### Exercise task:
Pull out each line in the data below that contains the word "should", and copy those lines unchanged.
--- START ---
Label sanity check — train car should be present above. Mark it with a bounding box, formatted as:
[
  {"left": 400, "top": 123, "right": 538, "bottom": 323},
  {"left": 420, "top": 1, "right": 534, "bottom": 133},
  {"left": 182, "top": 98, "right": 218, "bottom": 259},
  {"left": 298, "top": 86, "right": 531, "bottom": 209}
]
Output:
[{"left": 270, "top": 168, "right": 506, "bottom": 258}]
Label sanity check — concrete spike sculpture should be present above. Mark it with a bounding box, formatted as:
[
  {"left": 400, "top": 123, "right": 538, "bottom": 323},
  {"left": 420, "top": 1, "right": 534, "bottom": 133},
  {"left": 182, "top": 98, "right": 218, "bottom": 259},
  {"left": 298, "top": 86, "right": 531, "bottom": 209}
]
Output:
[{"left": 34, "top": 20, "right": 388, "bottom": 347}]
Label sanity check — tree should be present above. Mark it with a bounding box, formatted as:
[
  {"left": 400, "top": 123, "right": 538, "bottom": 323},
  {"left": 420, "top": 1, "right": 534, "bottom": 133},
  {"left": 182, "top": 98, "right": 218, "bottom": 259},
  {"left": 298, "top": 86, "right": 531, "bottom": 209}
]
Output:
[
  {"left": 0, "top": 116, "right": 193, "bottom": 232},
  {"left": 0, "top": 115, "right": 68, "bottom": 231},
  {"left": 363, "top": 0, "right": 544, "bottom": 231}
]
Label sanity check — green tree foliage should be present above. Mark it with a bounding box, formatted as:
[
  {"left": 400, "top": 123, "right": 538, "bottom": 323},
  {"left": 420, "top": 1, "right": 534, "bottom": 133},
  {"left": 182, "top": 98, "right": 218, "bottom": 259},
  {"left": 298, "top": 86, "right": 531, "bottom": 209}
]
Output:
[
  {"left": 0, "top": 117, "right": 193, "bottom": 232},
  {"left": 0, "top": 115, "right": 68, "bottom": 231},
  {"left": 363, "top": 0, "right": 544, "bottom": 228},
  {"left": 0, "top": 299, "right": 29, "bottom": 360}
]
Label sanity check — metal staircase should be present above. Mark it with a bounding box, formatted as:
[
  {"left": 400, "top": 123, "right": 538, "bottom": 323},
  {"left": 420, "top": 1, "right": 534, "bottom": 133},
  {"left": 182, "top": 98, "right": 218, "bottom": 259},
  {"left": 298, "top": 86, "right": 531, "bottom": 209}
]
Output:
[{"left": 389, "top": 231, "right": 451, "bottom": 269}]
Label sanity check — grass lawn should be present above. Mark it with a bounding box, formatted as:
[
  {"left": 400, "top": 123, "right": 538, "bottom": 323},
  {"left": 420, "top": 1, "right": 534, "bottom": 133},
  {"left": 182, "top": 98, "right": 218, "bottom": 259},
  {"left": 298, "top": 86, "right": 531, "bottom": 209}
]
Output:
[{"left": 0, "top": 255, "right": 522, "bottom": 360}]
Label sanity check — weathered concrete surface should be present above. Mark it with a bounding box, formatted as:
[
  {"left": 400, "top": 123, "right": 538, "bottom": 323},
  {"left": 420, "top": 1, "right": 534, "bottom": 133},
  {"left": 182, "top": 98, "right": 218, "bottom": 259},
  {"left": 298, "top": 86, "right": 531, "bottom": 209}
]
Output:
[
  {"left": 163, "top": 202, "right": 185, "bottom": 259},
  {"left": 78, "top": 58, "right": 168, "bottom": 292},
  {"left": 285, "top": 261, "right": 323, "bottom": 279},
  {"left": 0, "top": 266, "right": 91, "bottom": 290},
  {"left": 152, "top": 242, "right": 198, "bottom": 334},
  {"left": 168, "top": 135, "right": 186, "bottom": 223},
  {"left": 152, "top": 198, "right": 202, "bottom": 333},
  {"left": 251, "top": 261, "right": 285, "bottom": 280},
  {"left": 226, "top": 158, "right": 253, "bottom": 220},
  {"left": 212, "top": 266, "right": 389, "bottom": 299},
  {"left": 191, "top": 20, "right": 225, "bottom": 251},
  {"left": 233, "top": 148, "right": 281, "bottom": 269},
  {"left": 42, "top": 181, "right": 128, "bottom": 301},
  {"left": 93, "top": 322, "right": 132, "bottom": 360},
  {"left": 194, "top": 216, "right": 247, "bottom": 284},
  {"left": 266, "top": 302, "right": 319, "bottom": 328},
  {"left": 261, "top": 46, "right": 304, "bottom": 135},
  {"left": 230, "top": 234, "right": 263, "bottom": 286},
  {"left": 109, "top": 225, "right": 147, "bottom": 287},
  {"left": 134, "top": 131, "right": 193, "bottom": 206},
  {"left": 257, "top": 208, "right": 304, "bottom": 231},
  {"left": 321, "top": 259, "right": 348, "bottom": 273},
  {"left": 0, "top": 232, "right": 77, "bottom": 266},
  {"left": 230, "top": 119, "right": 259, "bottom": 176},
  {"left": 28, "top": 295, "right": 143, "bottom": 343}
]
--- END ---
### Result of this task:
Label sanity check — train car should be present above. Mark it with a bounding box, formatted as:
Label sanity check — concrete spike sculpture should be present above. Mark it with a bounding box, formatted as:
Label sanity check — tree should be present above. Mark it with a bounding box, formatted as:
Label sanity check — green tree foliage should be present above. Mark it with a bounding box, formatted as:
Label sanity check — metal staircase should be present above. Mark it with a bounding box, formatted as:
Label sanity check — grass lawn should be present above. Mark it with a bounding box, formatted as:
Label sanity check — weathered concrete surface should be present above. Mark it with a bounding box, formatted as:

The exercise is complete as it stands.